Weekly Update

Weekly Update

The plan last month changed a bit, but it seems to have worked out! My goal was to string together some Scala Spark applications to show that the in-memory strategy scales better, but I got stuck at the problem of transferring a dataset from one Spark context to another context. I noticed that Apache Ignite provided a solution for persistent IgniteRDDs that could be passed in this way, so we combined Ignite and named pipes to build a demonstration that a pipeline of non-Spark applications can be executed entirely in memory and skip all the intermediate I/O. We got a conference paper together, and I look forward to getting some feedback on it, so far so good!

I wanted to take a step back and get a bit more context on what other folks are doing to make processing pipelines more efficient, and it seems like Toil got a reboot that deserves a closer look. Toil is funded by the same BD2K Genomics project that produced ADAM and the rest of the standards-based big data stack, and they’ve just published some example workflows driven by Toil [https://github.com/bigdatagenomics/workflows]. These workflows are meant to execute processing pipelines within the ADAM universe using various components that have either been wrapped for Spark with cannoli or reimplemented in Spark via ADAM.

It looks like Toil has a lot going for it, especially the Dockerization, WDL-based standardization, and generally-accessible Python implementation that suggest to me that it is built to be around for awhile. Designing a workflow seems to take a bit of work, but what I was really interested in was how the workflow components are linked together - are intermediates in memory or on disk? On disk, it turns out!
________________________________________
__Task list__:
1. Reproduce the part of the weekly update on in-memory pipelines starting at "I wanted to" and ending at "Spark via ADAM.".
2. Answer these questions about the weekly update on in-memory pipelines:
(a) What did the writer notice that Apache Ignite provided?
(b) Which project funds Toil?
(c) In Toil, are the intermediates between linked workflow components kept in memory or on disk?
3. Resume the weekly update on in-memory processing pipelines from where it stops.
The records below come from a separate source.

__Dataset entries__:
________________________________________
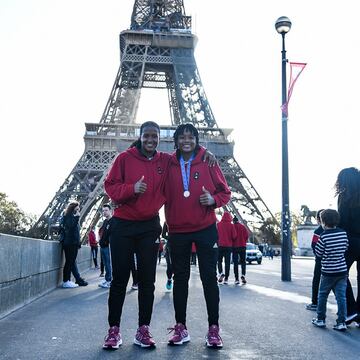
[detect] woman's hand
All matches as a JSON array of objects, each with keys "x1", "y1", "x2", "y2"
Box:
[
  {"x1": 200, "y1": 186, "x2": 215, "y2": 206},
  {"x1": 203, "y1": 149, "x2": 218, "y2": 167},
  {"x1": 134, "y1": 175, "x2": 147, "y2": 194}
]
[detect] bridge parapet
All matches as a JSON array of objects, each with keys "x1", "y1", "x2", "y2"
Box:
[{"x1": 0, "y1": 234, "x2": 91, "y2": 319}]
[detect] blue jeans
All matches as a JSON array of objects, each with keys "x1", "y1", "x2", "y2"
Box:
[
  {"x1": 317, "y1": 275, "x2": 347, "y2": 323},
  {"x1": 100, "y1": 247, "x2": 111, "y2": 281}
]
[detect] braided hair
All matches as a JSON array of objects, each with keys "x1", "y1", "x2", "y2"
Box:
[{"x1": 129, "y1": 121, "x2": 160, "y2": 150}]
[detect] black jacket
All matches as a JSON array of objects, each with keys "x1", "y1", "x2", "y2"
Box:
[{"x1": 61, "y1": 214, "x2": 80, "y2": 245}]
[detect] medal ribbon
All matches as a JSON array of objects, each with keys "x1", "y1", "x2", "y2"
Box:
[{"x1": 180, "y1": 154, "x2": 194, "y2": 191}]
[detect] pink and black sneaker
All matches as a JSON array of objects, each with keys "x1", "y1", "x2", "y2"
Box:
[
  {"x1": 103, "y1": 326, "x2": 122, "y2": 350},
  {"x1": 205, "y1": 325, "x2": 223, "y2": 348},
  {"x1": 168, "y1": 323, "x2": 190, "y2": 345},
  {"x1": 134, "y1": 325, "x2": 156, "y2": 347}
]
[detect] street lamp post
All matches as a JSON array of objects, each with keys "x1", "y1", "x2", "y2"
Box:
[{"x1": 275, "y1": 16, "x2": 292, "y2": 281}]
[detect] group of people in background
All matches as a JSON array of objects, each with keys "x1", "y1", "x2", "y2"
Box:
[
  {"x1": 217, "y1": 211, "x2": 249, "y2": 285},
  {"x1": 62, "y1": 122, "x2": 360, "y2": 349},
  {"x1": 306, "y1": 167, "x2": 360, "y2": 331}
]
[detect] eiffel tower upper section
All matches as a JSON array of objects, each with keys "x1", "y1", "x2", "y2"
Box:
[{"x1": 33, "y1": 0, "x2": 273, "y2": 242}]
________________________________________
__Response list__:
1.
I wanted to take a step back and get a bit more context on what other folks are doing to make processing pipelines more efficient, and it seems like Toil got a reboot that deserves a closer look. Toil is funded by the same BD2K Genomics project that produced ADAM and the rest of the standards-based big data stack, and they’ve just published some example workflows driven by Toil [https://github.com/bigdatagenomics/workflows]. These workflows are meant to execute processing pipelines within the ADAM universe using various components that have either been wrapped for Spark with cannoli or reimplemented in Spark via ADAM.

2.
(a) A solution for persistent IgniteRDDs that could be passed from one Spark context to another.
(b) The BD2K Genomics project.
(c) On disk.

3.
I appreciate the realization that even the newest and most Spark-enthusiastic pipelines are still stuck with intermediate files, and I also am excited that Toil might be a really high-impact project to target with our named pipe and persistent IgniteRDD tweaks. I’m going to spend a bit of time trying to see if I can trick Toil into using named pipes. Toil’s FileStore is a really robust class designed to manage intermediate file I/O, so this will be my focus for a little while. Even if it turns out that Toil is incompatible with our approach, I’ll end up with a better understanding of one of the most promising projects directly related to my thesis work.

I’ll alternate my Toil study with my attempts to get better acquainted with Ignite and named pipes so that I have a clearer idea of what exactly we did with our paper. Hopefully I’ll arrive at the conference with a pretty solid understanding of what we did as well as what others are doing.